# EXERCISE
Could you print all the entries exactly?

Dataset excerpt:

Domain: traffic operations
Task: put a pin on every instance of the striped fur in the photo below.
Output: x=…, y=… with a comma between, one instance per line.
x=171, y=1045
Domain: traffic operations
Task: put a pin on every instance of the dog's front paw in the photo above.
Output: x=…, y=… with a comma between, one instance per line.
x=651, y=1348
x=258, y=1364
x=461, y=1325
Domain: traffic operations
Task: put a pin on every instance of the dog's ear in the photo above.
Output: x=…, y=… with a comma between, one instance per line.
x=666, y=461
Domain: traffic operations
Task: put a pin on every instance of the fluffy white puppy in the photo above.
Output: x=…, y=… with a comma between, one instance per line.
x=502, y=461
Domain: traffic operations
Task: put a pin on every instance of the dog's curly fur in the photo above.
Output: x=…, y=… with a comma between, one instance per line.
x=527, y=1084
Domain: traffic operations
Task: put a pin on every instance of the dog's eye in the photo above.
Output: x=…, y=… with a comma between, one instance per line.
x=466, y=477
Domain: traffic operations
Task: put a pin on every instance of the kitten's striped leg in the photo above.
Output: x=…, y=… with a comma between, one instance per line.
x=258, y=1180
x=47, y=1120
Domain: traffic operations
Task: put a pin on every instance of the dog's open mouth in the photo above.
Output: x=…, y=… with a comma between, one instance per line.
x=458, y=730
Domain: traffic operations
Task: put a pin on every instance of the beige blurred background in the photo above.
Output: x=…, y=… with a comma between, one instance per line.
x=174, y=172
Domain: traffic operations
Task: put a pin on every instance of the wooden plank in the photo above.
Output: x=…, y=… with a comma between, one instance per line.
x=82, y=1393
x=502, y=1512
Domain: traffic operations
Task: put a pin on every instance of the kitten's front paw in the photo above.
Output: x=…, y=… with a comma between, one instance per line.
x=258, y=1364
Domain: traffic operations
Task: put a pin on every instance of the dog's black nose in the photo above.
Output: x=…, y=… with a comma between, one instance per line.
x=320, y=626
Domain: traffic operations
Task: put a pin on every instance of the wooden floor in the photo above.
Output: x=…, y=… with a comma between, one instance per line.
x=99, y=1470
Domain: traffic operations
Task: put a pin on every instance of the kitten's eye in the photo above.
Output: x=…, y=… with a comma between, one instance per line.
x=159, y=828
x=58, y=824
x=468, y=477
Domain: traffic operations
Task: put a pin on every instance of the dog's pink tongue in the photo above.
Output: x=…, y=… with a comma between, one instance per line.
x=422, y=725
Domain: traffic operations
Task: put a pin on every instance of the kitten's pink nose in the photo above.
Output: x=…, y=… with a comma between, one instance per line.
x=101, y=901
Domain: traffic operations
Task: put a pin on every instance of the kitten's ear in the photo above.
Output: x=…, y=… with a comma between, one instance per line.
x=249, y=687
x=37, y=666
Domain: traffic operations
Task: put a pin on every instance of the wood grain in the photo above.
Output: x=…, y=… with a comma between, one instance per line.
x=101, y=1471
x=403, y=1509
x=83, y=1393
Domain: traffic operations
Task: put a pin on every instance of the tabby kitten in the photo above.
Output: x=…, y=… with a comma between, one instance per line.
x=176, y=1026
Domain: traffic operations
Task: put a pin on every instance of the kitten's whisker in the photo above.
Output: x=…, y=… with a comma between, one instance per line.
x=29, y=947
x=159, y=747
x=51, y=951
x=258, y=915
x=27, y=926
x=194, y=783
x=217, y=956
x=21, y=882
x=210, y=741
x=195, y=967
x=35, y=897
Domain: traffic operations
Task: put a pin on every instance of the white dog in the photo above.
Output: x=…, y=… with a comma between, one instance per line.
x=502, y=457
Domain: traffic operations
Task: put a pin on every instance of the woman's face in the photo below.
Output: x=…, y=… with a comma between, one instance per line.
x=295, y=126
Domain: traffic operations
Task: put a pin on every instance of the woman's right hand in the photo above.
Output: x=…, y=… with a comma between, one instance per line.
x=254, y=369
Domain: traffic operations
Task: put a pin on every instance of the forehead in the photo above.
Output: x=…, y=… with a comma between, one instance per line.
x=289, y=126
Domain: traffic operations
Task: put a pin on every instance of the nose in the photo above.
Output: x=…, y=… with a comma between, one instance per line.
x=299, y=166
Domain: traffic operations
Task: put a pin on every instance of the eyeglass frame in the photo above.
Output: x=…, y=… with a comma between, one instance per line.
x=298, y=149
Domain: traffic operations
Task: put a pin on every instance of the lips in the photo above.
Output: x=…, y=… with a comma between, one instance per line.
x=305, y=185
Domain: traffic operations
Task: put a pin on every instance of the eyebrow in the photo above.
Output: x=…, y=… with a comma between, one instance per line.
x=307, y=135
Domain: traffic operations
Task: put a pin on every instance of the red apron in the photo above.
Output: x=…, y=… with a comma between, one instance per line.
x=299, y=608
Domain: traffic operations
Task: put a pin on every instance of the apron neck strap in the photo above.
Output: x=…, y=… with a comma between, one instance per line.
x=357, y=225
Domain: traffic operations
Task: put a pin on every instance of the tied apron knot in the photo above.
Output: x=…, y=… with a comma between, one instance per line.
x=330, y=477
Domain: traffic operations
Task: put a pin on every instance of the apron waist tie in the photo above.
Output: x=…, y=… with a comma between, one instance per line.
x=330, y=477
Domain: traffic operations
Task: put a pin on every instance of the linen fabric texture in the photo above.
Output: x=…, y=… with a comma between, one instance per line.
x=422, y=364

# RESULT
Domain: traffic operations
Task: put a pin on every instance of the striped fur in the photo below.
Output: x=…, y=… with a comma between, one instance per line.
x=171, y=1045
Domain: traffic operations
Task: put a pin on every instance of the dog's front paw in the photo above.
Output: x=…, y=… with a comma between, one instance per line.
x=651, y=1348
x=258, y=1364
x=461, y=1325
Domain: traffic operations
Task: put a pin on every instance of the dog's ear in the photo above.
Output: x=…, y=… with a comma between, one instance per line.
x=666, y=461
Domain: traffic operations
Task: put a pin on every instance of the fluffy white puppy in the photo above.
Output: x=…, y=… with a comma between, one instance per line.
x=502, y=461
Domain: traffic operations
Task: put a pin on every instance of the dog's curly fur in the photo above.
Output: x=…, y=… with a comma between, one instance per line.
x=527, y=1084
Domain: traffic operations
Task: put a pin on every instance of the dog's eye in the photo above.
Output: x=…, y=… with a comma between, one instance per line.
x=466, y=477
Domain: traffic operations
Task: put a pin on every instance of the kitten's striped leg in the photo above.
Output: x=…, y=… with a comma between, one instance per line.
x=258, y=1180
x=47, y=1120
Domain: traffic operations
Task: put a pin on every instance of the dog's open mouth in the photo above.
Output: x=…, y=… with a comma between, one instance per line.
x=458, y=730
Domain: traffic operations
Task: put a pin on every instance of the beige blurred background in the photo above.
Output: x=…, y=… with a comma between, one instance per line.
x=174, y=172
Domain: traffic operations
Task: put a pin on every instance of the wooden plank in the photo above.
Output: x=…, y=… with a comma between, one instance per line.
x=82, y=1393
x=502, y=1512
Domain: traffic operations
Task: put a pin on every instance of the kitten's front paw in the photo above.
Output: x=…, y=… with a comma between, one instance per line.
x=258, y=1364
Domain: traffic operations
Task: put a pin on every instance of the dog's black nose in the photo above.
Output: x=…, y=… with a comma between, one instance per line.
x=320, y=626
Domain: traffic operations
Task: put a pin on every instance of the wooden floor in the photo above.
Output: x=…, y=… with a comma between, one instance per line.
x=99, y=1470
Domain: traffic operations
Task: put a pin on every instance of the kitten's eye in the photo above.
Output: x=…, y=… with a comma between, one instance per line.
x=159, y=828
x=58, y=824
x=468, y=477
Domain: traffic operations
Task: put a pin on every instance of the dog's pink tongue in the photo above.
Output: x=…, y=… with a comma between, one instance per line.
x=422, y=725
Domain: traffic operations
Task: put a pin on every instance of the kitten's pink nose in the photo above.
Output: x=…, y=… with a comma between, one instance per line.
x=101, y=901
Domain: traffic operations
Task: put a pin on every instance of the kitten's ear in the photo above.
Output: x=…, y=… with a comma between, one instance per line.
x=249, y=687
x=37, y=666
Domain: traffic operations
Task: put a pin on every instance of the wood grain in the photo above.
Output: x=…, y=… with a comma between, one instance per line.
x=101, y=1471
x=403, y=1509
x=83, y=1393
Domain: traffic operations
Task: put a pin on every instance of the tabby kitten in the photo above.
Output: x=…, y=… with a comma between, one instance per line.
x=176, y=1026
Domain: traffic operations
Task: put a pin on every instance of the kitten's whisker in the photo above.
Output: x=…, y=… with a comma between, one instance per line.
x=29, y=947
x=159, y=747
x=51, y=951
x=258, y=915
x=27, y=926
x=194, y=783
x=217, y=956
x=21, y=882
x=210, y=741
x=195, y=967
x=35, y=897
Domain: traffic operations
Task: put a pin on every instance of the white dog in the photo above.
Output: x=…, y=… with a comma between, one instance per line.
x=502, y=457
Domain: traffic operations
Task: put a pin on every instance of the woman's face in the photo below.
Output: x=…, y=… with a comma between, one instance per line.
x=295, y=126
Domain: traffic operations
Task: put a pin on every instance of the woman's right hand in the photo above.
Output: x=…, y=… with a comma between, one instance per line.
x=254, y=369
Domain: traffic operations
Task: put a pin on every instance of the forehead in the photo above.
Output: x=…, y=… with a comma between, one instance per line.
x=289, y=126
Domain: traffic operations
Task: put a pin on every instance of the nose in the photo above.
Output: x=…, y=… with a comma between, one instance per line.
x=299, y=166
Domain: traffic operations
Task: put a pin on every instance of the eyeglass frame in the photo above.
Output: x=…, y=… with a comma between, one instance per line.
x=298, y=149
Domain: traffic operations
Task: put a pin on every instance of the lips in the photo above.
Output: x=…, y=… with a comma between, one instance per line.
x=305, y=185
Domain: traffic operations
Task: put a pin on every instance of the eyebrow in the photo above.
Output: x=…, y=… with a comma between, one instance per line.
x=307, y=135
Domain: traffic operations
Task: put a pin on every instance of the red apron in the photo above.
Output: x=…, y=… with a comma between, one instance per line.
x=299, y=608
Domain: traffic operations
Task: put a pin on every instance of the apron neck strap in the photo above.
Output: x=…, y=… with a comma between, one instance per line.
x=357, y=225
Domain: traffic operations
Task: put a pin on every instance of the tied apron knot in the photo above.
Output: x=…, y=… with a comma between, one instance per line.
x=330, y=477
Domain: traffic operations
Task: put a pin on every instance of the apron waist tie in the photo above.
Output: x=…, y=… with a comma between, one instance per line.
x=330, y=477
Domain: traffic operations
Task: put a pin on every instance of the linen fabric texture in the photo above.
Output: x=…, y=… with a comma between, one instance per line.
x=422, y=364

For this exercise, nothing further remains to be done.